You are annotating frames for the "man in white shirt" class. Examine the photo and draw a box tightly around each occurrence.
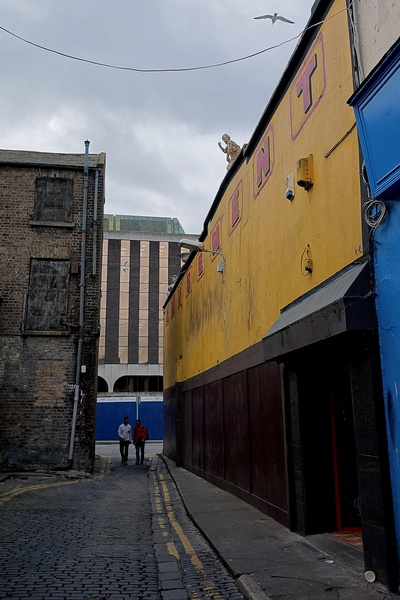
[118,416,132,465]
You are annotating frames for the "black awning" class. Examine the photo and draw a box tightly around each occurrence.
[262,262,376,361]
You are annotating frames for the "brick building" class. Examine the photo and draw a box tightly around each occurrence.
[0,144,105,471]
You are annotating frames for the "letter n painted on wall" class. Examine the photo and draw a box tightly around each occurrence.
[290,33,326,140]
[210,218,222,257]
[253,126,275,199]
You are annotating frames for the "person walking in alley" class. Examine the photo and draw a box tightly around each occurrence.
[118,416,132,465]
[133,419,149,465]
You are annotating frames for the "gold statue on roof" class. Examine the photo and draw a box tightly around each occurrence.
[218,134,241,170]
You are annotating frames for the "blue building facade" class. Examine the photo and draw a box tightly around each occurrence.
[349,39,400,588]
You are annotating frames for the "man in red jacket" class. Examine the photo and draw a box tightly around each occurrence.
[133,419,149,465]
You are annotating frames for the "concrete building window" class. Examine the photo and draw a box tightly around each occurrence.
[159,242,169,364]
[118,240,130,364]
[34,177,73,223]
[98,377,108,392]
[139,241,149,363]
[98,239,108,364]
[26,259,69,331]
[113,375,163,393]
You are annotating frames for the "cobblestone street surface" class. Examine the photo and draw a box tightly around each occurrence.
[0,450,244,600]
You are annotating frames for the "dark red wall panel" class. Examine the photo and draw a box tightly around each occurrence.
[163,389,177,459]
[204,380,224,479]
[247,362,288,514]
[181,389,193,467]
[223,371,250,491]
[192,387,204,471]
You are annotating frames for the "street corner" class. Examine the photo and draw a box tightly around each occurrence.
[0,471,69,507]
[0,464,102,507]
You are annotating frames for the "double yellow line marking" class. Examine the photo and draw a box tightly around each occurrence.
[0,479,80,507]
[0,456,112,507]
[153,468,225,599]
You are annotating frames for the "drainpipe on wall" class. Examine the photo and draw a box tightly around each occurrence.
[92,170,99,277]
[69,140,90,464]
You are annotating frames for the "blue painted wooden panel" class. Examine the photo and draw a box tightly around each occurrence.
[349,40,400,198]
[96,401,163,441]
[373,201,400,561]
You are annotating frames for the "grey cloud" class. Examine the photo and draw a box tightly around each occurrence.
[0,0,313,232]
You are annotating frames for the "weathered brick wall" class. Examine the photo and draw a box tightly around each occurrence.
[0,160,104,471]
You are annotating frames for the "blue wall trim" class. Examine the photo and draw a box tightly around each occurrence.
[349,40,400,199]
[350,39,400,587]
[373,202,400,583]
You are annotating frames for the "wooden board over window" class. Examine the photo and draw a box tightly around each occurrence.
[34,177,73,222]
[26,259,70,330]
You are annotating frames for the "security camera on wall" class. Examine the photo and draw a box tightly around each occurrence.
[285,173,295,201]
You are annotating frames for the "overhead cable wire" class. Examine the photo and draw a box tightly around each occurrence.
[0,3,353,74]
[0,24,302,71]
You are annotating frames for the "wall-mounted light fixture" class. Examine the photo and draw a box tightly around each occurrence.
[179,238,225,274]
[297,154,313,190]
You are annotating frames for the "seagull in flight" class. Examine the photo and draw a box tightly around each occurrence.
[254,12,294,24]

_Assignment_. Please retype the whole listing above exactly, without any of its images.

_Solution to the problem_.
You are annotating frames for the "man in white shirt" class. Examine the photo and draw a box tightly around each occurrence.
[118,416,132,465]
You are annotating frames for the "black awning" class. Examine the photo and draw a box tightly around each occurrence.
[262,262,376,361]
You are annotating frames for the "brick building" class. Examine the photo and draw a box tightly around each occurrence.
[0,144,105,471]
You are annotating frames for the "letter n painted on wall" class. Examine the photo and draw a box tightly around each occurrence.
[290,33,326,140]
[210,218,222,257]
[253,126,275,199]
You are annotating frames for the "person walking in alley" class. Examine the photo and draw a box tightly around each occurrence.
[118,416,132,465]
[133,419,149,465]
You are annotating frames for the "gold statue on roof" class. Examine the photo and draw a box tightly around each occurrence.
[218,134,241,170]
You are annotating frames for the "blue building facade" class. Examine the photo and draw a box tightly around each occurrence.
[349,39,400,588]
You are annotating frames for the "man in red jacket" class. Examine the photo and draw a box tightly around each occurrence.
[133,419,149,465]
You are annotating frames for the "concrete building window" class. Examine the photo and draw a box tightly around each occurrence.
[159,242,169,364]
[118,240,130,364]
[34,177,73,223]
[98,377,108,392]
[139,241,149,363]
[98,239,108,364]
[26,259,69,331]
[113,375,163,393]
You are annotating frames for the "cobblestone street surface" class. Examine the photo and draw a box tightly around each occurrence.
[0,450,244,600]
You are annotating frames for the "dark red wall panel" class. Examine the photo and draw a box tightly around each occurrence.
[163,389,177,459]
[204,380,224,479]
[247,362,288,514]
[181,389,193,467]
[223,371,250,491]
[192,387,204,471]
You are annotating frames for the "street corner" class. Examine the photo and draw a box tightly around each occurrence.
[0,471,69,507]
[0,464,102,507]
You are annotating frames for the "double yellow line marking" class. Examine the photo and draw a box tightly around each occurrence.
[0,479,80,507]
[0,456,112,507]
[153,468,225,599]
You are annotating frames for the "drainpipe on wall" class. Examine the photo and draw a box tightly around each occurrence.
[92,170,99,277]
[69,140,90,464]
You are annotating frames for the "blue painted wooden panel" class. Examine the photo and draw a box tightly around each occurrence.
[349,40,400,198]
[96,401,163,441]
[373,201,400,561]
You are annotating frames for the "grey cloud" class. Examine the photo and draw a box tightly around each occurrence.
[0,0,313,232]
You are annotating frames for the "weathered brick wall" class. Examine the photo and draw a box tightly around each occurrence.
[0,160,104,471]
You are annotating frames for the "blue wall trim" class. Examine the photo and draw a box tightly around each occurrence.
[349,40,400,199]
[350,39,400,587]
[373,202,400,583]
You are annotating frames for the "wooden board over window" class. Examine the photo and draw a box tightly around each occurrence.
[34,177,73,222]
[26,259,70,330]
You are annotating frames for the "security camera on wall" class. Examine the photo and draw a box tightly around each occurrence.
[285,173,295,201]
You are annotating frames for the "overhead cable wire" class. Examine the photo and draw a box tightly around each occurrence.
[0,3,353,74]
[0,24,302,71]
You are annotating frames for the "wall-mounted light fixture" class. Examine the photo and draw a box tightly around each occurrence.
[179,238,225,274]
[297,154,313,190]
You are annotating frames for the "seagull in flight" class. Examine the photo and draw a box tightly around each occurrence.
[254,12,294,24]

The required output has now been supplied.